• WHAT YOU WILL DO: Render the records as a numbered list, beginning at the line that contains "For our traffic camera dashboard, pinpoint every white ceiling" and continuing through the final line of the records. Omit any blank lines.

(Data listing)
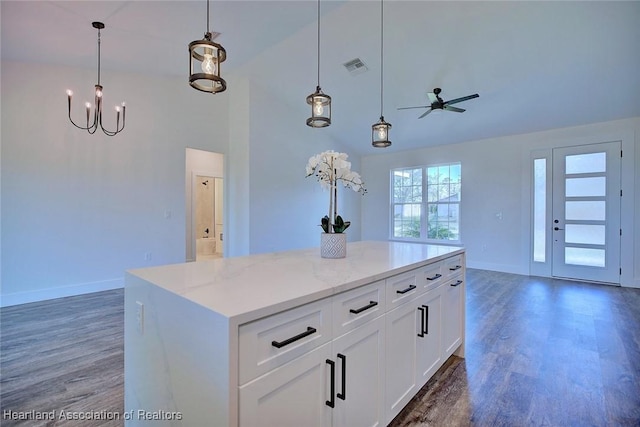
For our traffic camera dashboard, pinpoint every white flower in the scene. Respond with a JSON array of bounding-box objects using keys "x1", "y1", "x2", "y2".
[{"x1": 306, "y1": 150, "x2": 367, "y2": 233}]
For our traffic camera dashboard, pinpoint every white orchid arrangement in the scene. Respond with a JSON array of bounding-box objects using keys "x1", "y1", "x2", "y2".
[{"x1": 306, "y1": 150, "x2": 367, "y2": 233}]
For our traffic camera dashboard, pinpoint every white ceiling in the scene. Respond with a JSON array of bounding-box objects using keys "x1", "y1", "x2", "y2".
[{"x1": 0, "y1": 0, "x2": 640, "y2": 155}]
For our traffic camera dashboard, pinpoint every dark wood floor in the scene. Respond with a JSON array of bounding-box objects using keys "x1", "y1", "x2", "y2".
[{"x1": 0, "y1": 269, "x2": 640, "y2": 427}]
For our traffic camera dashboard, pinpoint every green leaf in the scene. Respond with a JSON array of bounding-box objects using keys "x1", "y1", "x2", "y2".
[
  {"x1": 320, "y1": 215, "x2": 329, "y2": 233},
  {"x1": 333, "y1": 215, "x2": 351, "y2": 233}
]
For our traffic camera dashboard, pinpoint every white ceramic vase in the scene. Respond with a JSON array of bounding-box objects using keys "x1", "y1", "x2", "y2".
[{"x1": 320, "y1": 233, "x2": 347, "y2": 259}]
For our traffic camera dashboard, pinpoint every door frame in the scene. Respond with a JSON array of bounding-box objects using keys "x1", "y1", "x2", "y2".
[
  {"x1": 523, "y1": 142, "x2": 624, "y2": 288},
  {"x1": 547, "y1": 141, "x2": 622, "y2": 285}
]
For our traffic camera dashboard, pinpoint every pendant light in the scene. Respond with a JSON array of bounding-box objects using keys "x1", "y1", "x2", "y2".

• SOLUTION:
1. For our traffic camera dashboard, pinpoint every white ceiling in the scene. Respond with a JSON array of bounding-box objects using keys "x1", "y1", "x2", "y2".
2. [{"x1": 0, "y1": 0, "x2": 640, "y2": 155}]
3. For our traffic camera dashboard, pinpoint every dark wood floor in the scene. Respond with a JSON array of bounding-box objects using keys "x1", "y1", "x2", "y2".
4. [{"x1": 0, "y1": 269, "x2": 640, "y2": 427}]
5. For our traffic camera dashboard, pinpoint every green leaf in the scene. Respond with a JSON array of bounding-box objects using keys "x1", "y1", "x2", "y2".
6. [
7.   {"x1": 320, "y1": 215, "x2": 329, "y2": 233},
8.   {"x1": 333, "y1": 215, "x2": 351, "y2": 233}
9. ]
10. For our traffic camera dashboard, pinpoint every white ceramic vase in the scene. Respond with a JSON array of bounding-box objects using keys "x1", "y1", "x2", "y2".
11. [{"x1": 320, "y1": 233, "x2": 347, "y2": 259}]
12. For our traffic camera dashboard, pinpoint every door frame in the scene. Respond with a JSON array of bounding-box objects using keys "x1", "y1", "x2", "y2".
13. [
14.   {"x1": 523, "y1": 142, "x2": 624, "y2": 288},
15.   {"x1": 547, "y1": 141, "x2": 622, "y2": 285}
16. ]
17. For our traffic camera dashboard, pinpoint every pendant light in the scene. Respond with a JSON array of bounding-box objects using keys "x1", "y1", "x2", "y2".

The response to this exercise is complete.